■ **DIRECTIVE**
Print each of the following lines again, unchanged.

■ **Boundary annotation records**

** Start **

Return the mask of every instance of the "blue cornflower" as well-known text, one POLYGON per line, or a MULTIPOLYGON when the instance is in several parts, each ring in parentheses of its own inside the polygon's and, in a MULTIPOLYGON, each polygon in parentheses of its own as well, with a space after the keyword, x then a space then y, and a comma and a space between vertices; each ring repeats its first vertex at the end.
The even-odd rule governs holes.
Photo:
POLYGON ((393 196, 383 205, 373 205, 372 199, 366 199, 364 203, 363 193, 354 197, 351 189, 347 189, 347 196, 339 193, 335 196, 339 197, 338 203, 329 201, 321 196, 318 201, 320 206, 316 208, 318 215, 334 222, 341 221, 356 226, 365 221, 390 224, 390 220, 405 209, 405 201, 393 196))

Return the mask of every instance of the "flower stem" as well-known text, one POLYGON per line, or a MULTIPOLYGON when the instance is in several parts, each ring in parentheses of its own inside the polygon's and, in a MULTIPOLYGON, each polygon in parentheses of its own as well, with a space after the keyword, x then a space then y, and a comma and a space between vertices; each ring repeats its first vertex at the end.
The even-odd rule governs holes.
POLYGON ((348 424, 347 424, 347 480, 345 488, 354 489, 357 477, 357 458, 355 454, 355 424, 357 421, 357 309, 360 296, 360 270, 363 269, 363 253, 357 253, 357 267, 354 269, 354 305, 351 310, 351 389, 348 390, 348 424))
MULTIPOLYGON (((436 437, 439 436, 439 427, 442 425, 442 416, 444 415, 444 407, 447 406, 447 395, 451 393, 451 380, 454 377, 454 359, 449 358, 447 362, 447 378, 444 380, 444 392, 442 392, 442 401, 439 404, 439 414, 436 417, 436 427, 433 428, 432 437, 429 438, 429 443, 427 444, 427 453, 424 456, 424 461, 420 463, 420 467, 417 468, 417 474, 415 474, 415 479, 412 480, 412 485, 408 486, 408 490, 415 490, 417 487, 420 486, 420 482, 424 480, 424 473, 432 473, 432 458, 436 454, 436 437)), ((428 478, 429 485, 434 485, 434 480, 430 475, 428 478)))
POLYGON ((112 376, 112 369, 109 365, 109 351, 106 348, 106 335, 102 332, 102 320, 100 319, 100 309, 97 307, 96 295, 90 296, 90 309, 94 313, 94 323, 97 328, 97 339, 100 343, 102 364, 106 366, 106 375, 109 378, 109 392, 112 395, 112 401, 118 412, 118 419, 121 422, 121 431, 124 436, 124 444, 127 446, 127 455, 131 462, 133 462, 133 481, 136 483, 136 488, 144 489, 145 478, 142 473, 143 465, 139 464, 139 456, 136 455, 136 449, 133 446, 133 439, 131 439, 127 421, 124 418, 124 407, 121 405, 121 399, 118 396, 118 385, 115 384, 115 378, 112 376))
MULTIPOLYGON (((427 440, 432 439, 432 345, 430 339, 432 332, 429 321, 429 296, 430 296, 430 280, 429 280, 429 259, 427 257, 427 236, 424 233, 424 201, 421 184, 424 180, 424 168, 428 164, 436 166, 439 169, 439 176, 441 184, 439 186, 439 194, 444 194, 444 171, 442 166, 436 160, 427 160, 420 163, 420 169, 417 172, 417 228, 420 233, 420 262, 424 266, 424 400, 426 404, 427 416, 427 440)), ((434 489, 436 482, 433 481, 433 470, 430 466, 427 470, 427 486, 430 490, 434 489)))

** End **

■ **CORRECT RESPONSE**
Return the mask of every instance of the "blue cornflower" as well-known text, one POLYGON per line, or a MULTIPOLYGON when the instance is in several parts, each ring in parentheses of its own inside the polygon's and, in a MULTIPOLYGON, each polygon in parentheses of its own as well, with a space after the keyword, x then a space then y, and a comma and a space between vertices; each ring repeats its first vertex at the end.
The even-odd rule governs holes.
Photo:
POLYGON ((393 196, 383 205, 373 205, 372 199, 366 199, 364 203, 363 193, 354 197, 351 189, 347 189, 347 196, 339 193, 335 196, 339 197, 338 203, 329 201, 321 196, 318 201, 320 206, 316 208, 318 215, 334 222, 341 221, 356 226, 365 221, 390 224, 390 220, 405 209, 405 201, 393 196))

Return the mask of every instance of the "flower stem" as well-known text, one POLYGON per line, or a MULTIPOLYGON when the instance is in several parts, each ring in parentheses of its own inside the polygon's and, in a MULTIPOLYGON, each polygon in parentheses of its own as well, with a space after the keyword, x then a space then y, and a comma and a space between vertices; each ring repeats its first vertex at the end.
The even-odd rule governs holes.
POLYGON ((348 424, 347 424, 347 480, 345 488, 354 489, 357 477, 357 458, 355 454, 355 424, 357 421, 357 309, 360 296, 360 270, 363 269, 363 253, 357 253, 357 267, 354 269, 354 305, 351 310, 351 389, 348 390, 348 424))
MULTIPOLYGON (((436 437, 439 436, 439 427, 442 425, 442 416, 444 415, 444 407, 447 406, 447 395, 451 393, 451 380, 454 377, 454 359, 449 358, 447 362, 447 378, 444 380, 444 392, 442 392, 442 401, 439 404, 439 414, 436 417, 436 427, 433 428, 432 437, 429 438, 429 443, 427 444, 427 453, 424 456, 424 461, 420 463, 420 467, 417 468, 417 474, 415 474, 415 479, 412 480, 412 485, 408 486, 408 490, 415 490, 417 487, 420 486, 420 482, 424 480, 424 473, 432 473, 432 458, 436 454, 436 437)), ((428 478, 429 485, 434 485, 434 480, 430 475, 428 478)))
POLYGON ((112 376, 112 369, 109 365, 109 351, 106 348, 106 335, 102 332, 102 320, 100 319, 100 309, 97 307, 96 295, 90 296, 90 309, 94 313, 94 323, 97 328, 97 339, 100 343, 102 364, 106 366, 106 375, 109 378, 109 392, 112 395, 112 401, 118 412, 118 419, 121 422, 121 431, 124 436, 124 444, 127 446, 127 455, 131 462, 133 462, 133 481, 136 483, 136 488, 144 489, 145 478, 142 473, 143 465, 139 464, 139 456, 136 455, 136 449, 133 446, 133 439, 131 439, 127 421, 124 418, 124 407, 121 405, 121 399, 118 396, 118 385, 115 384, 115 378, 112 376))
MULTIPOLYGON (((427 440, 432 439, 432 345, 430 339, 432 332, 429 321, 429 296, 430 296, 430 280, 429 280, 429 259, 427 257, 427 236, 424 233, 424 201, 421 184, 424 180, 424 168, 428 164, 436 166, 439 169, 439 176, 441 184, 439 186, 439 194, 444 194, 444 171, 442 166, 436 160, 427 160, 420 163, 420 169, 417 172, 417 228, 420 233, 420 262, 424 266, 424 400, 426 404, 427 416, 427 440)), ((434 489, 436 482, 433 481, 433 470, 430 466, 427 470, 427 486, 430 490, 434 489)))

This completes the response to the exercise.